╭─ Source
- Wide theatrical release poster
- Directed by: Abner Benaim
- Written by: Abner Benaim
- Produced by: Abner Benaim Rubén Sierra Salles
- Starring: Manolo Cardona
- Cinematography: Lorenzo Hagerman
- Edited by: Soledad Salfate
- Music by: Matthew Herbert
- Release date: 3 October 2021 (GIFF);
- Running time: 94 minutes
- Country: Panama
- Language: Spanish

= Plaza Catedral =

2021 film

Plaza Catedral is a 2021 Panamanian drama film written, co-produced and directed by Abner Benaim. It was selected as the Panamanian entry for the Best International Feature Film at the 94th Academy Awards. The film appeared on the Best International Feature Film shortlist in December 2021. Ultimately, it was not nominated.

Young actor Fernando Xavier de Casta received the Mezcal Award for Best Actor from the Guadalajara International Film Festival, but was shot to death in Panama before the film was released internationally.
╰─
╭─ Items
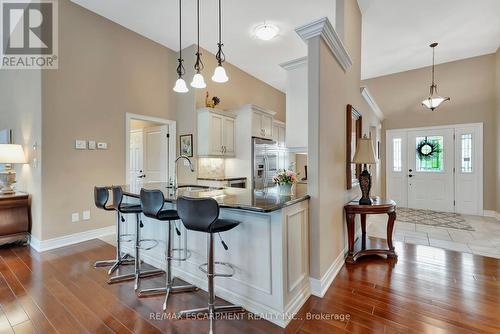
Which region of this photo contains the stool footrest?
[177,305,245,319]
[198,261,236,277]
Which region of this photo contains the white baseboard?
[309,247,347,298]
[30,225,116,253]
[483,210,500,221]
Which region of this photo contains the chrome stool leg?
[108,213,163,284]
[138,221,198,311]
[178,233,245,320]
[94,212,134,275]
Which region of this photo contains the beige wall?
[42,0,176,239]
[0,70,42,238]
[193,46,286,122]
[495,48,500,212]
[308,1,379,279]
[363,55,498,210]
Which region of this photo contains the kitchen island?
[123,183,310,327]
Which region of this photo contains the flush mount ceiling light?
[174,0,189,93]
[212,0,229,83]
[255,23,280,41]
[422,43,450,110]
[191,0,207,88]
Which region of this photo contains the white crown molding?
[361,86,385,121]
[280,57,307,71]
[295,17,352,71]
[30,225,116,253]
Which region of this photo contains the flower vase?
[279,183,292,196]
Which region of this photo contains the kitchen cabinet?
[198,108,235,157]
[273,121,286,147]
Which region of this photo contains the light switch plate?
[75,139,87,150]
[82,210,90,220]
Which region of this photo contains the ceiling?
[72,0,335,91]
[72,0,500,91]
[358,0,500,79]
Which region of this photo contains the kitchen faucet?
[172,155,194,191]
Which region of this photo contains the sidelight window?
[392,138,403,172]
[460,133,472,173]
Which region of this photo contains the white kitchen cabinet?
[198,108,235,157]
[273,121,286,147]
[281,58,308,151]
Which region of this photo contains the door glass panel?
[392,138,402,172]
[460,133,472,173]
[415,136,444,172]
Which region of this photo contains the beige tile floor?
[367,215,500,259]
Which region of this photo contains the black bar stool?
[108,186,163,284]
[139,189,198,311]
[177,196,245,324]
[94,187,134,275]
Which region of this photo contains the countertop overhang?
[122,182,310,213]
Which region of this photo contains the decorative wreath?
[417,137,442,160]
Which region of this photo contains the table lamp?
[0,144,26,195]
[352,135,377,205]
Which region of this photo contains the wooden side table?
[344,197,397,263]
[0,192,31,245]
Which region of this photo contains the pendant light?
[212,0,229,83]
[174,0,189,93]
[191,0,207,88]
[422,43,450,110]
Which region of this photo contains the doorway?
[125,113,176,187]
[386,123,483,215]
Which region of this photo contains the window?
[416,136,444,172]
[460,133,472,173]
[392,138,402,172]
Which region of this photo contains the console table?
[0,192,31,245]
[344,197,397,263]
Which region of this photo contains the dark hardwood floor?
[0,239,500,334]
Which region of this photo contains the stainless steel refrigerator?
[252,137,288,189]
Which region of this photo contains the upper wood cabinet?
[281,58,308,150]
[198,108,235,157]
[273,121,286,147]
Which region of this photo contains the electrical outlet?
[82,210,90,220]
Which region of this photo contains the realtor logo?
[0,0,58,69]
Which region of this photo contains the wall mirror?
[346,104,363,189]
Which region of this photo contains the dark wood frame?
[179,134,194,158]
[346,104,363,189]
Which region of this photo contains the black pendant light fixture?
[191,0,207,88]
[174,0,189,93]
[422,43,450,110]
[212,0,229,83]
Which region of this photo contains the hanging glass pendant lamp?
[212,0,229,83]
[191,0,207,88]
[174,0,189,93]
[422,43,450,110]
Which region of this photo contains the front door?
[407,128,455,212]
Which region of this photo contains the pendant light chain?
[194,0,204,73]
[177,0,186,78]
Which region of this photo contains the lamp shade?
[352,136,377,164]
[0,144,26,164]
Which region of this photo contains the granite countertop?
[198,176,247,181]
[122,183,309,212]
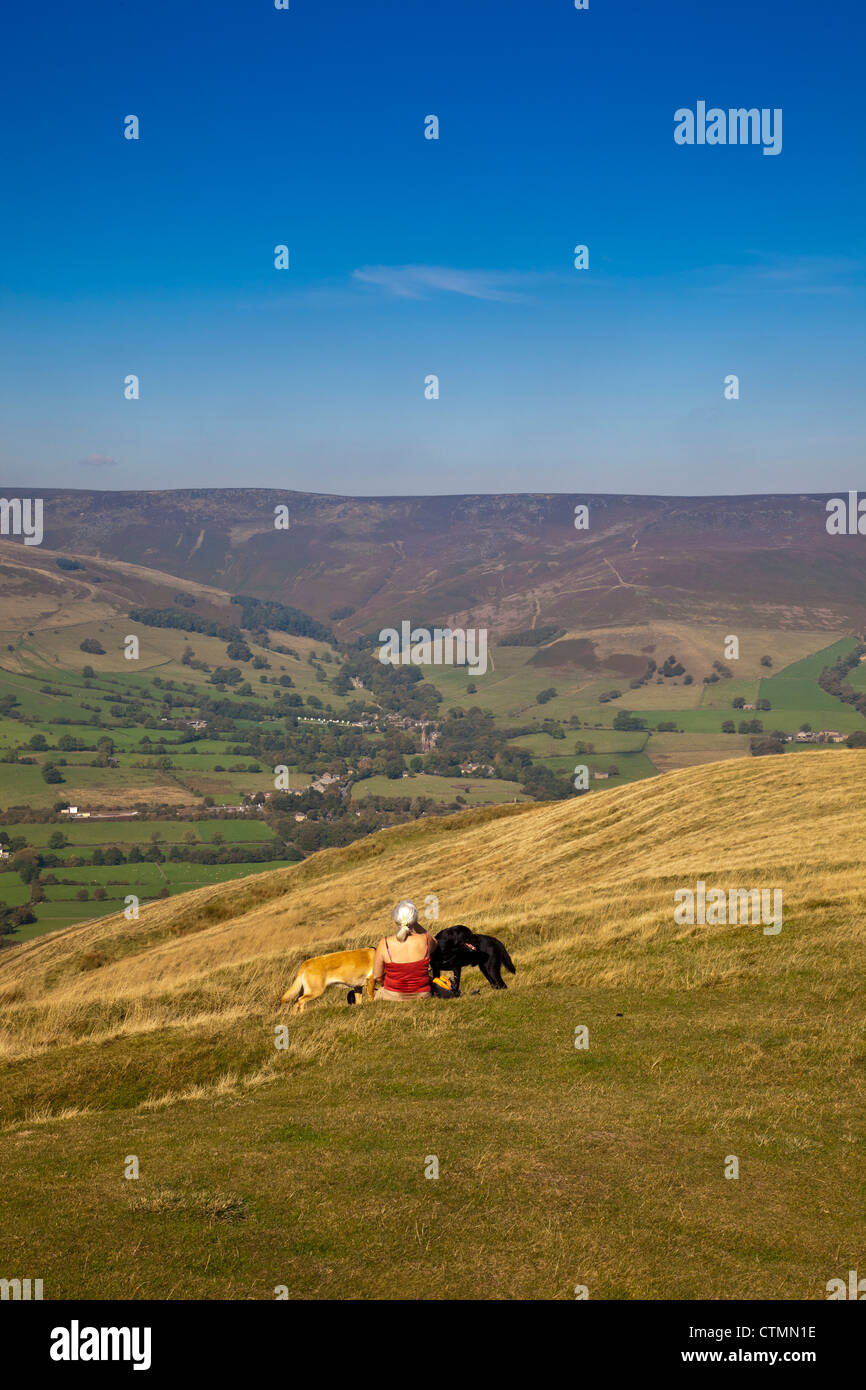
╰─
Problems
a – Answer these questions using the Plaza Catedral article:
(i) Who handled the film's cinematography?
(ii) What is the film's running time?
(iii) What award did Fernando Xavier de Casta receive from the Guadalajara International Film Festival?
b – Rewrite the passage of the Plaza Catedral article starting with "Plaza Catedral is" and going on through "was released internationally.", replacing "Ultimately" with "In the end".
c – Turn the paragraph of the Plaza Catedral article that begins "Plaza Catedral is a 2021 Panamanian drama film" into a short list that keeps its main facts.

Exercise responses
a –
(i) Lorenzo Hagerman
(ii) 94 minutes
(iii) The Mezcal Award for Best Actor

b –
Plaza Catedral is a 2021 Panamanian drama film written, co-produced and directed by Abner Benaim. It was selected as the Panamanian entry for the Best International Feature Film at the 94th Academy Awards. The film appeared on the Best International Feature Film shortlist in December 2021. In the end, it was not nominated.

Young actor Fernando Xavier de Casta received the Mezcal Award for Best Actor from the Guadalajara International Film Festival, but was shot to death in Panama before the film was released internationally.

c –
- A 2021 Panamanian drama film written, co-produced and directed by Abner Benaim
- Selected as Panama's entry for Best International Feature Film at the 94th Academy Awards
- Made the shortlist for that category in December 2021 but was not nominated